- _TEXTO SELECCIONADO_:
Es obvio para todos menos para él: Emmanuel Macron ha perdido las elecciones legislativas. La primera vuelta confirmó el rechazo a sus políticas, mientras que la segunda demostró que una mayoría de franceses no quería que la extrema derecha llegara al poder. La alternativa que ha tratado de imponer desde el inicio de su primer mandato de cinco años –"yo o el caos"– está ya muy gastada, como todas las cuerdas que se estiran demasiado.
El presidente de la República habría podido sacar rápidamente las conclusiones de este fracaso, nombrando primer ministro a la persona designada por la fuerza política más votada el 7 de julio, lo que pretendía hacer en caso de mayoría, incluso relativa, con la Agrupación Nacional (RN), con el fin de “tender una trampa” a su líder Jordan Bardella. En un mundo coherente y respetuoso con los equilibrios de la Vª República, Lucie Castets ya sería primera ministra, habría formado gobierno con los componentes del Nuevo Frente Popular (NFP) y se estaría preparando para lidiar con el Parlamento.
Sí, pero en el mundo de Emmanuel Macron, la coherencia y el respeto ya no se aplican cuando la situación no es la que él quiere. El lunes 26 de agosto, al término de unas “consultas” cuyo sentido es difícil de entender, el Elíseo emitió a primera hora de la tarde un comunicado en el que descartaba la “opción” propuesta por el NFP, en nombre de “la estabilidad institucional de nuestro país”. Un gobierno así sería inevitablemente impedido por una moción de censura, subrayó el presidente de la República.
Así pues, el jefe del Estado necesitó horas de debate con la derecha –en su sentido más amplio– y la extrema derecha –en su sentido cada vez más amplio– para “darse cuenta” de que éstos últimos se oponían al proyecto de la izquierda. La sorpresa fue inmensa. Casi tan grande como la mala fe del bando presidencial, que ha buscado todos los medios y desplegado todos los argumentos para justificar su negativa a prestarse a una verdadera cohabitación.

- _MATERIAL PROPORCIONADO_:
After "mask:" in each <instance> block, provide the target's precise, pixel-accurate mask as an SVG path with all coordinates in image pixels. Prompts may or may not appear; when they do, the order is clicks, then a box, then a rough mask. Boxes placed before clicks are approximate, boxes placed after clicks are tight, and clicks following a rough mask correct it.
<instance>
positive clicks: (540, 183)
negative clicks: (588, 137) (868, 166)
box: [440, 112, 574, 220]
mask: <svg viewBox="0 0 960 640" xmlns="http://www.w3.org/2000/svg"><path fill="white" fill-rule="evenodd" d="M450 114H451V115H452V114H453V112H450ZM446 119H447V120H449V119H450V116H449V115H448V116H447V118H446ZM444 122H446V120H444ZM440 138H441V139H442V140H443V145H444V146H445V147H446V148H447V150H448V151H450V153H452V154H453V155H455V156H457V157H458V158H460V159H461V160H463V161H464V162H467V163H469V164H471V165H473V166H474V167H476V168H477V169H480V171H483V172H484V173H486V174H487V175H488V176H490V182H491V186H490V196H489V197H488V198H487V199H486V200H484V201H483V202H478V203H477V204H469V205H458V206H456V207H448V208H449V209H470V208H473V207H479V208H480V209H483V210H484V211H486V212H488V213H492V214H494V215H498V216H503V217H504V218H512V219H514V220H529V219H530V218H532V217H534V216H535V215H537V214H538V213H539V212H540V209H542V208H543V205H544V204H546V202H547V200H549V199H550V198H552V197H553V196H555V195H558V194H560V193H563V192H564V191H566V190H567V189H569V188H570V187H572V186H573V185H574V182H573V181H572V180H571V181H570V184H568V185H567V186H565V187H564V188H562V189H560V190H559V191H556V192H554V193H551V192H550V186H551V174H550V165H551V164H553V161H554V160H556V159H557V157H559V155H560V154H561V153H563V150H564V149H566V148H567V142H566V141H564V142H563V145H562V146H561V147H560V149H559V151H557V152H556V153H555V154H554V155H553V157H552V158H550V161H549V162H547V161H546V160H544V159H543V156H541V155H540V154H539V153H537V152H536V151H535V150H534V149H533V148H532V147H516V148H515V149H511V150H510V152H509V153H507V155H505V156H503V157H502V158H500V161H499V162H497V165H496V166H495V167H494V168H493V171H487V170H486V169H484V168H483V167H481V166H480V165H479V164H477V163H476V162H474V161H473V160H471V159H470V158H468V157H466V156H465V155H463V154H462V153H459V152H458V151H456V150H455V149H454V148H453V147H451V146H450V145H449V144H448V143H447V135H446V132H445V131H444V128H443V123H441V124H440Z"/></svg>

- _LISTA DE TAREAS_:
1. Indica si cada frase coincide con el texto sobre Macron y las elecciones legislativas. Responde sí o no y cita las palabras exactas del texto que lo deciden.
(a) El Elíseo sacó su comunicado el lunes 26 de agosto.
(b) La segunda vuelta confirmó el rechazo a las políticas de Macron.
(c) El comunicado del Elíseo aceptaba la opción propuesta por el NFP.
2. Sigue escribiendo el texto sobre Macron y las elecciones legislativas desde la última frase que aparece.

- _RESPUESTAS_:
1.
(a) Sí: «El lunes 26 de agosto, al término de unas “consultas” cuyo sentido es difícil de entender, el Elíseo emitió a primera hora de la tarde un comunicado».
(b) No: «La primera vuelta confirmó el rechazo a sus políticas».
(c) No: «descartaba la “opción” propuesta por el NFP».

2.
En primer lugar, el NFP no tenía a nadie a quien proponer para Matignon. Sus distintos componentes eran incapaces de ponerse de acuerdo, lo que demostró claramente sus disensos y su falta de preparación. Eligieron a Lucie Castets, pero no estaba claro porque entonces surgió la cuestión de La France insoumise (LFI). ¿Y si no había ningún representante del movimiento Mélenchon en el gobierno? Además quedaba de fondo la cuestión del programa.
Porque el programa del NFP es “peligroso”, según el líder del MoDem, François Bayrou. Incluso “muy peligroso”, según el ministro saliente Guillaume Kasbarian. “Provocaría una crisis”, según Laurent Marcangeli, del partido Horizons. Sería “un triple desastre para el país: económico, fiscal y de seguridad”, añade Mathieu Lefèvre, diputado de Ensemble pour la République (EPR). Pero ante todo, seamos sinceros, este proyecto no se parece en nada al de Emmanuel Macron.
Y ese es el único problema: el presidente de la República y sus partidarios no quieren cambiar de políticas. Que muchas de ellas hayan encontrado una oposición masiva en la sociedad, no importa. Que en lugar de frenar el ascenso de la extrema derecha le hayan abierto un bulevar, no importa. Y que las últimas elecciones hayan demostrado rotundamente todo eso, tampoco importa. Los interesados no se van a bajar del burro: prefieren bloquear el país antes que renunciar a él.
Poderes cada vez más desequilibrados
En un mensaje enviado a los franceses a finales de junio para explicar por qué había decidido disolver la Asamblea Nacional, Macron escribía: “Pediros que elijáis, confiar en vosotros, ¿no es ese el sentido mismo de la democracia y de nuestra República?” Unas semanas más tarde podríamos hacerle la misma pregunta: ¿pedirle que respete esa elección no tiene algo que ver con esta famosa democracia?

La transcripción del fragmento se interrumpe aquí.